--- START OF EXTRACTED DATA ---

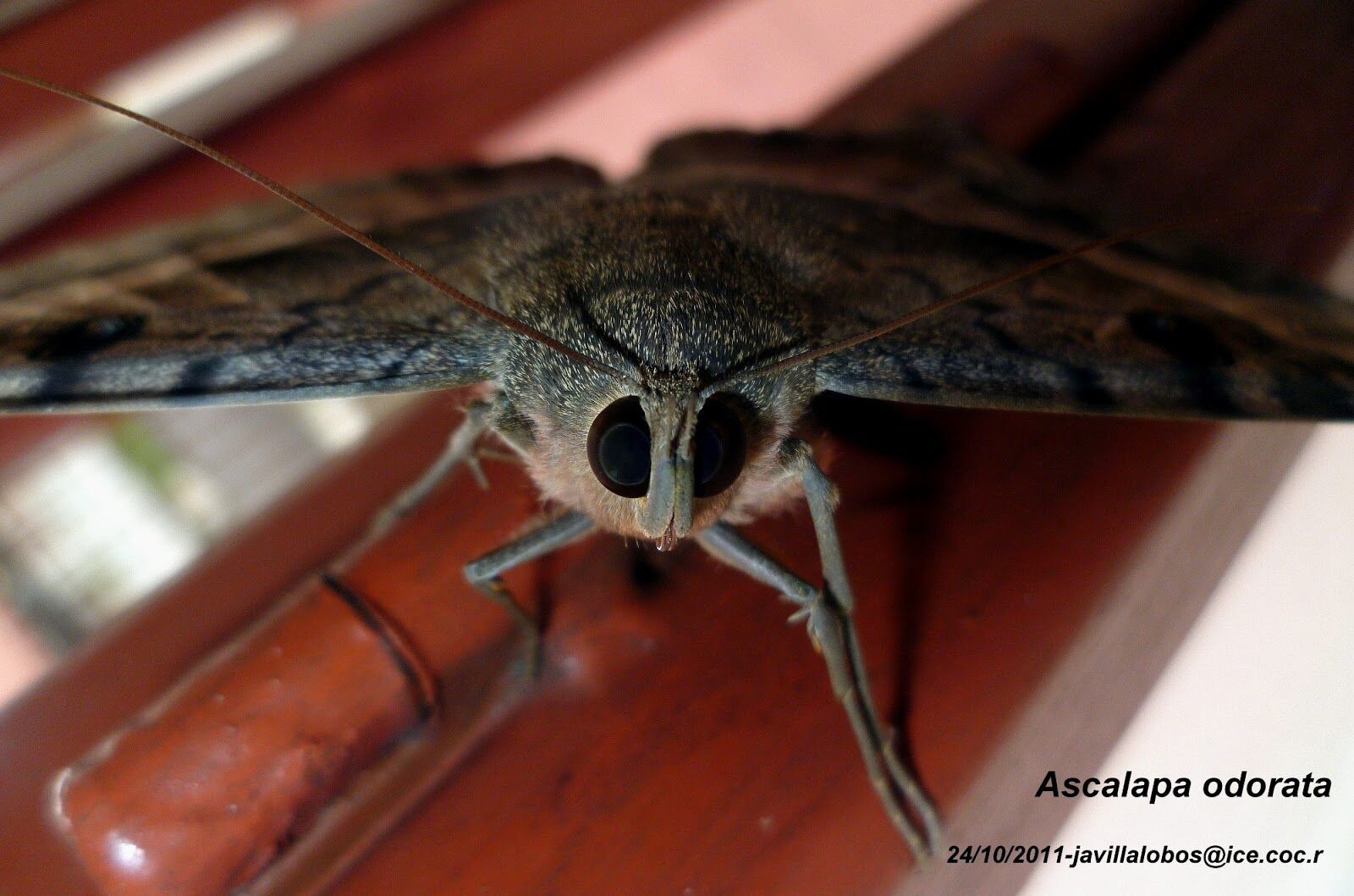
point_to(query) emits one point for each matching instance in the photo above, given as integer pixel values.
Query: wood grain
(684, 737)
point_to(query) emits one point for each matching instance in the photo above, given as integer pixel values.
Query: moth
(650, 348)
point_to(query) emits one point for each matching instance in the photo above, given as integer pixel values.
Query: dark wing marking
(261, 302)
(898, 221)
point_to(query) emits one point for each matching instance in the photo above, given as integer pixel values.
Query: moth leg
(460, 449)
(834, 635)
(821, 496)
(485, 571)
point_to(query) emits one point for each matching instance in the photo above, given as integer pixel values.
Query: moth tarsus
(650, 347)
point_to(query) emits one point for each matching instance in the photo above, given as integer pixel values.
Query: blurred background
(96, 514)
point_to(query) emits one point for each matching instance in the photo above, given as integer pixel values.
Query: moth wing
(893, 223)
(261, 302)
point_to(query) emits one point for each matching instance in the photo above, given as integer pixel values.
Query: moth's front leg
(460, 449)
(833, 632)
(485, 571)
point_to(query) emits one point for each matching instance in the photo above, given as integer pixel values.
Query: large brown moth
(647, 348)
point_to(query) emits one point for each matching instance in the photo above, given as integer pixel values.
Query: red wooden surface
(683, 737)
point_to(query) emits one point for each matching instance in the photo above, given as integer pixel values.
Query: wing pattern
(261, 302)
(904, 219)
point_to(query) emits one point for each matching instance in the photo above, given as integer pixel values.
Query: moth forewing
(613, 314)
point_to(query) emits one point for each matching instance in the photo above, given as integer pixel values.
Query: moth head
(665, 463)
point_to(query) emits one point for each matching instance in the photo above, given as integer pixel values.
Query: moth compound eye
(618, 448)
(721, 444)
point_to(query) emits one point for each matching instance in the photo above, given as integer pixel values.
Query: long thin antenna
(988, 286)
(333, 221)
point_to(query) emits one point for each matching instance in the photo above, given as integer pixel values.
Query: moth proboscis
(649, 348)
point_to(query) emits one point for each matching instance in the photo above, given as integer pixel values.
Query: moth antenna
(311, 209)
(1019, 273)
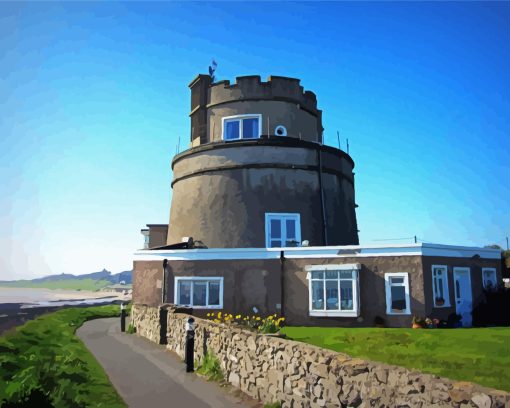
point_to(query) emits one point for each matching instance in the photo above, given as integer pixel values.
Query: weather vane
(212, 69)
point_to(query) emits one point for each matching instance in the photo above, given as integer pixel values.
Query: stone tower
(257, 173)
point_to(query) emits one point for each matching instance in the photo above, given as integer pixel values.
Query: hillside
(89, 281)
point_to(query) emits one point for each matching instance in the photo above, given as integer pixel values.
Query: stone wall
(146, 320)
(300, 375)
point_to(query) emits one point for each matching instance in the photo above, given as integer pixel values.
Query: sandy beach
(18, 305)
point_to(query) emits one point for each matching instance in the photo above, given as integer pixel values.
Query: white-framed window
(199, 292)
(333, 290)
(283, 230)
(440, 286)
(242, 127)
(398, 301)
(489, 278)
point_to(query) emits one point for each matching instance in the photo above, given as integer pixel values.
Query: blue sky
(93, 99)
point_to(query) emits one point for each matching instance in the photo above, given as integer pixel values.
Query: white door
(463, 296)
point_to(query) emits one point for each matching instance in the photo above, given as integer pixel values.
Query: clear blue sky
(93, 98)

--- END OF EXTRACTED DATA ---

Please pick out and copy each line above that contains the string "white". Case matters.

Query: white-framed window
Query: white door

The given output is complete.